Aim of the task.
Quote every one of the records below word for word, leaving each line unchanged.

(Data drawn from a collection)
>>>>>

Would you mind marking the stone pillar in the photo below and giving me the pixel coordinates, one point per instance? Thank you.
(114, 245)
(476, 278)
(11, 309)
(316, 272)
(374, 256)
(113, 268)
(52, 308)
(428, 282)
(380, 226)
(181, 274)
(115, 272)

<<<<<

Response.
Would you mind marking the stone pillar in the photo below and giving me the pixel coordinates, one point per instance? Thank you.
(114, 245)
(476, 278)
(11, 309)
(316, 272)
(374, 256)
(113, 268)
(52, 308)
(428, 282)
(380, 226)
(181, 274)
(115, 272)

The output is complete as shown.